What you should do | Copy out the whole introduction to GIS below word for word.

# Module 1 Introduction to GIS

## 1.1 What is GIS?

A Geographic Information System is a multi-component environment used to create, manage, visualize, and analyze data and its spatial counterpart.

GIS lies at the intersection of spatial analysis (inference) and studies of biological and population patterns (epidemiology, economics, etc.).

- In GIS, we aim to answer questions about the spatial patterns observed in the real world through observed data. How do we do this?
- Start with a real-world question.
- Collect data that records observations related to variables of interest.
- Find the methods used to answer the real-world question.
- Build our analysis and findings through a spatial lens.

## 1.2 How is GIS used?

Most data has a geographic context therefore can be linked with location data. Whether its real estate transactions, crime records, health data, they almost always occur in a place that has spatial characteristics. GIS analysis consists of combining layers of multiple data sets to produce a comprehensive picture of the underlying spatial process. Each layer corresponds to a spatial layer of information. For example, we can combine layers of geographic state boundaries, roads, and coordinate (point) locations of cases of infections and hospitals to create a comprehensive map of clusters of infection cases and hospitals across states and their distance to hospitals.

Provided records |
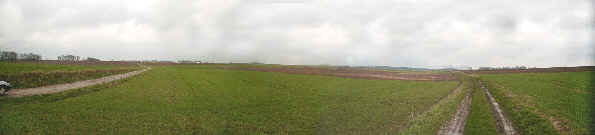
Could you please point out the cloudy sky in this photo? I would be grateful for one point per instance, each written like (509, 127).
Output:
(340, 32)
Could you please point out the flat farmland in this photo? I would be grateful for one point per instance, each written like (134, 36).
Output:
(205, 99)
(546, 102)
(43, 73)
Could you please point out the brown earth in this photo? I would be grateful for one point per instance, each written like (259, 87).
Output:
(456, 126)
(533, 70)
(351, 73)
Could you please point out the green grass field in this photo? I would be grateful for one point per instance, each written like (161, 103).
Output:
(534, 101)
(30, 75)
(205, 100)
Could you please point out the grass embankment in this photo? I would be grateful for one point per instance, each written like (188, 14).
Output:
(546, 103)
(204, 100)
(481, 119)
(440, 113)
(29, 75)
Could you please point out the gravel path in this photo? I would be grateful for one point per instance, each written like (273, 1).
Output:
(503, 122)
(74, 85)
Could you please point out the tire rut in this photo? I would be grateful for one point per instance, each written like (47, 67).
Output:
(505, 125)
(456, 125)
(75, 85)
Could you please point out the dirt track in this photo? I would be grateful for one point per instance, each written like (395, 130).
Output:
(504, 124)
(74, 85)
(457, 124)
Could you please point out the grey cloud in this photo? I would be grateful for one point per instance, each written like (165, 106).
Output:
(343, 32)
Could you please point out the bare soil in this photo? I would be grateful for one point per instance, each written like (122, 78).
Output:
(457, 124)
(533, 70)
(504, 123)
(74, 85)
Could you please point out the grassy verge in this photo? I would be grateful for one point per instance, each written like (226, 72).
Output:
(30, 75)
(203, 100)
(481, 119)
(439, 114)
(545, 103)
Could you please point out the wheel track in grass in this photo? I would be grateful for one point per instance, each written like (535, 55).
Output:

Response box |
# Module 1 Introduction to GIS

## 1.1 What is GIS?

A Geographic Information System is a multi-component environment used to create, manage, visualize, and analyze data and its spatial counterpart.

GIS lies at the intersection of spatial analysis (inference) and studies of biological and population patterns (epidemiology, economics, etc.).

- In GIS, we aim to answer questions about the spatial patterns observed in the real world through observed data. How do we do this?
- Start with a real-world question.
- Collect data that records observations related to variables of interest.
- Find the methods used to answer the real-world question.
- Build our analysis and findings through a spatial lens.

## 1.2 How is GIS used?

Most data has a geographic context therefore can be linked with location data. Whether its real estate transactions, crime records, health data, they almost always occur in a place that has spatial characteristics. GIS analysis consists of combining layers of multiple data sets to produce a comprehensive picture of the underlying spatial process. Each layer corresponds to a spatial layer of information. For example, we can combine layers of geographic state boundaries, roads, and coordinate (point) locations of cases of infections and hospitals to create a comprehensive map of clusters of infection cases and hospitals across states and their distance to hospitals.